» PROBLEM STATEMENT
Check every line of the entries that follow, and copy the ones containing "task".

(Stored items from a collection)
..............................

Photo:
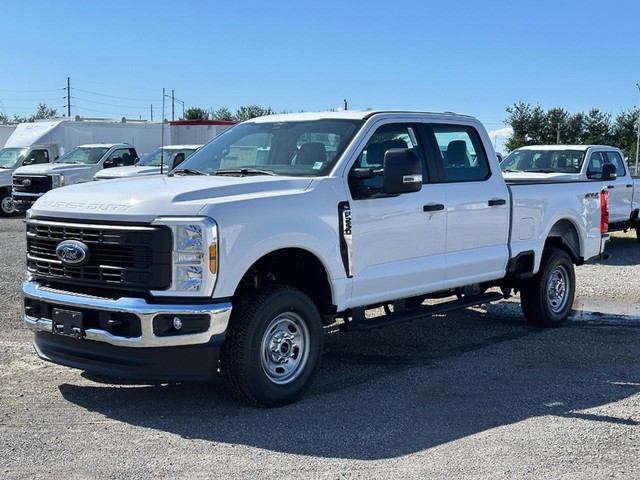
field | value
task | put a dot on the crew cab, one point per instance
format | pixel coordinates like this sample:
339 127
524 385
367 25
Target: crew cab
283 224
581 163
76 166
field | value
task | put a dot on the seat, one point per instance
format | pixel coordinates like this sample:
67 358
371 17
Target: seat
456 154
178 158
311 153
376 151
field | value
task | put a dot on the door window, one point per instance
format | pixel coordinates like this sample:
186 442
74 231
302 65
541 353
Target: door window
461 153
368 181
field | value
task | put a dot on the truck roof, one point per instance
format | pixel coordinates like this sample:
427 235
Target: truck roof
345 115
108 145
563 147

..............................

» REPLY
task | put a dot on the crew cab, one point per instance
task | put a dot on the seat, one point per instance
task | put a dot on the door window, one point per instance
task | put a dot on the truck roof, one point per instance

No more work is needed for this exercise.